Set problem
Edit the records below, starting at the line containing "TARGET = dark trousers" and ending at the end of the records, so that "dark trousers" reads "black pants" and nothing else changes. Please leave the pictures out of your answer.

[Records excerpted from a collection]
+ + + + +

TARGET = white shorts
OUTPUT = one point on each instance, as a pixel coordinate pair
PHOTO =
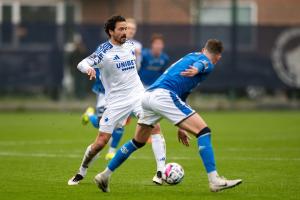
(100, 106)
(160, 103)
(116, 116)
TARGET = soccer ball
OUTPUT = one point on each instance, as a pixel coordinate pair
(173, 173)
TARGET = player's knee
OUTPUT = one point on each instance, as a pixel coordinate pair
(102, 140)
(138, 144)
(203, 131)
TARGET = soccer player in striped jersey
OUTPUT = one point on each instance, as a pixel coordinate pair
(123, 88)
(166, 99)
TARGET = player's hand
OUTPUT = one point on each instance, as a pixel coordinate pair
(190, 72)
(91, 73)
(183, 137)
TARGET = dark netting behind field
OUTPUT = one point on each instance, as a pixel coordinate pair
(32, 54)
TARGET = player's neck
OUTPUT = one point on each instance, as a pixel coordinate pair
(114, 42)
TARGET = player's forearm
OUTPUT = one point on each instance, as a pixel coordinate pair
(83, 66)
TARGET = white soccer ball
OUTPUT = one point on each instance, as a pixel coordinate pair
(173, 173)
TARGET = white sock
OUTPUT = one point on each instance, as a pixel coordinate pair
(111, 150)
(212, 176)
(82, 171)
(159, 150)
(107, 172)
(87, 160)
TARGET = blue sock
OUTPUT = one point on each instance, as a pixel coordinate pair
(206, 152)
(116, 137)
(122, 154)
(94, 120)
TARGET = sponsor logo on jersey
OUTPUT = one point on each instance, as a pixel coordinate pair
(116, 58)
(126, 65)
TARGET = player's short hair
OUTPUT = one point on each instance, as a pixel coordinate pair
(111, 23)
(157, 36)
(214, 46)
(131, 20)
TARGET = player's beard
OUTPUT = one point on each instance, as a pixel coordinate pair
(121, 39)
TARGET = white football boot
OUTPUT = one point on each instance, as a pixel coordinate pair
(221, 183)
(75, 179)
(157, 179)
(102, 182)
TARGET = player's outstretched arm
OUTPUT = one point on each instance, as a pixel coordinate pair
(84, 67)
(190, 72)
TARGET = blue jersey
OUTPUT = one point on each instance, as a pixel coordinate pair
(97, 86)
(152, 67)
(180, 85)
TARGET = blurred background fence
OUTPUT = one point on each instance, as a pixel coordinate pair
(261, 56)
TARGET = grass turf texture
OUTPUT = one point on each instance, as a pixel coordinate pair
(39, 152)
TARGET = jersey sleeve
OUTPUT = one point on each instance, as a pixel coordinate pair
(95, 60)
(203, 66)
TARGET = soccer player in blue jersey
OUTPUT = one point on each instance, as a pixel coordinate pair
(166, 99)
(154, 61)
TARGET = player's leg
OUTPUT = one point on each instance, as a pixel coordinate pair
(159, 150)
(108, 122)
(115, 140)
(170, 106)
(91, 154)
(197, 126)
(142, 134)
(147, 119)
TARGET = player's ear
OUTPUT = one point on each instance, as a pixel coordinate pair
(110, 32)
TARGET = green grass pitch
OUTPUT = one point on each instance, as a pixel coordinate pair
(39, 152)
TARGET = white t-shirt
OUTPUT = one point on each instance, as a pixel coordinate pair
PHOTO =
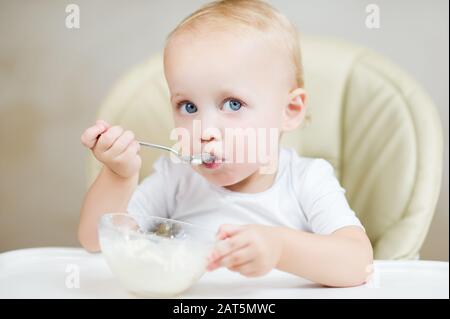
(305, 195)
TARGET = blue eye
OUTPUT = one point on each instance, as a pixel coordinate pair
(232, 105)
(188, 108)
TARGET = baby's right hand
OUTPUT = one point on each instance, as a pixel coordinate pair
(115, 148)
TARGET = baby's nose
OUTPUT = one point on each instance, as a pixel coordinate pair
(211, 134)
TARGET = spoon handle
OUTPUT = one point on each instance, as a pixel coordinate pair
(159, 147)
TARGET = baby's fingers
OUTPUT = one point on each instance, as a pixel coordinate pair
(90, 136)
(229, 245)
(238, 258)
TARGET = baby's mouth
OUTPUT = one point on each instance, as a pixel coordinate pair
(211, 160)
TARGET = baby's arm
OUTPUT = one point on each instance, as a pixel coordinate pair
(340, 259)
(114, 186)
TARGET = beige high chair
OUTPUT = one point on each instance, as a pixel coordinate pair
(373, 122)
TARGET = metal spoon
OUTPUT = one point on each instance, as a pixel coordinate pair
(195, 159)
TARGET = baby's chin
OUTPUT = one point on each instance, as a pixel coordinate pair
(226, 174)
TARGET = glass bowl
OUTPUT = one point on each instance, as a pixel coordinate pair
(155, 257)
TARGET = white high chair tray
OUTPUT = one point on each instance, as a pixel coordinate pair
(49, 273)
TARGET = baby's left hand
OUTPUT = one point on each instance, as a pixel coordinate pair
(251, 250)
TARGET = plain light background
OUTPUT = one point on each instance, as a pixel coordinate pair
(53, 79)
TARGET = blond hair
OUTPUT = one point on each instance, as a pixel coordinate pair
(257, 15)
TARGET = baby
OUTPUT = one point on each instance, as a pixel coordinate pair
(235, 66)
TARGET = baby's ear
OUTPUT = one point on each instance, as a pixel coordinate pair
(295, 110)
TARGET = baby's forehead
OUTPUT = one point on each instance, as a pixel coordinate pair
(225, 43)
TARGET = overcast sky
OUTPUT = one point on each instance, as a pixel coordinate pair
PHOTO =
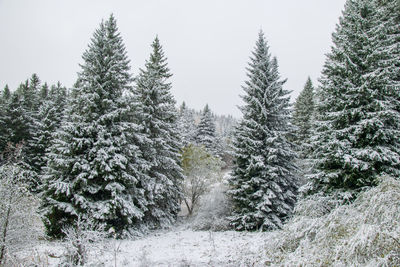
(207, 42)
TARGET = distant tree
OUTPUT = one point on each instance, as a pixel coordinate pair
(186, 125)
(6, 94)
(47, 122)
(92, 167)
(206, 134)
(155, 111)
(303, 117)
(201, 170)
(263, 183)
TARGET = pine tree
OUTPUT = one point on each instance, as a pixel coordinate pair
(358, 116)
(263, 183)
(303, 116)
(155, 110)
(186, 125)
(92, 165)
(205, 133)
(6, 95)
(4, 133)
(47, 121)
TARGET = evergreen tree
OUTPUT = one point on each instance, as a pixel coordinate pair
(358, 116)
(303, 118)
(155, 110)
(4, 132)
(6, 95)
(47, 121)
(205, 132)
(263, 183)
(93, 168)
(186, 125)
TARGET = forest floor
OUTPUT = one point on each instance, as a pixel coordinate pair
(176, 247)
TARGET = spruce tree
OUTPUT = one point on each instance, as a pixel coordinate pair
(47, 121)
(263, 183)
(92, 165)
(186, 125)
(155, 110)
(303, 116)
(358, 135)
(4, 133)
(206, 133)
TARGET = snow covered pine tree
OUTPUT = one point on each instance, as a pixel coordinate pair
(92, 168)
(303, 117)
(205, 132)
(263, 183)
(156, 112)
(358, 116)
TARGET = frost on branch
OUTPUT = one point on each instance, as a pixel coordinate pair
(19, 222)
(364, 233)
(201, 169)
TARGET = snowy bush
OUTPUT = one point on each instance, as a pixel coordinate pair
(322, 233)
(20, 224)
(201, 170)
(214, 210)
(80, 239)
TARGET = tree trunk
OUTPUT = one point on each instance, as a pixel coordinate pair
(4, 236)
(190, 208)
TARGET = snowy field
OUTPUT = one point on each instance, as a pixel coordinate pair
(322, 233)
(177, 247)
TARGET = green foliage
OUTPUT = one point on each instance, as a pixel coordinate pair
(155, 111)
(93, 167)
(263, 184)
(303, 116)
(358, 115)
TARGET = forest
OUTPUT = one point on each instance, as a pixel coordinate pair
(115, 159)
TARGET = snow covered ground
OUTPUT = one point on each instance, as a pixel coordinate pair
(177, 247)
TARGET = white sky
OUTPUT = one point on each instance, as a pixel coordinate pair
(207, 42)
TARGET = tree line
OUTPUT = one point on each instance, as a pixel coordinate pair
(116, 149)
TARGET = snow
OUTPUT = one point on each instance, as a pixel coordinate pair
(179, 247)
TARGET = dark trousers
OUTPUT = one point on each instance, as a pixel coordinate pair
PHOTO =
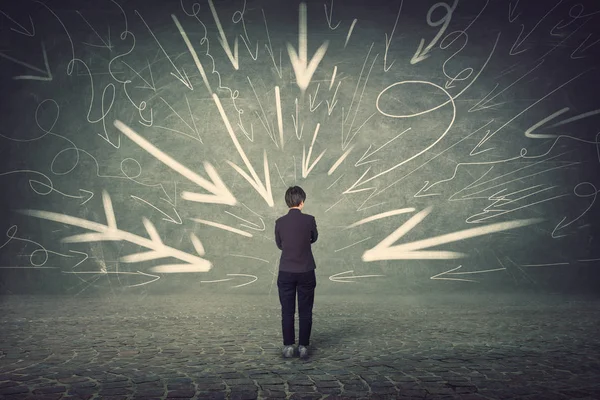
(290, 283)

+ + + + +

Exercise solution
TARGET = black pants
OUTPUT = one point on each instance, as a pixel coordinate pair
PHOTO =
(290, 283)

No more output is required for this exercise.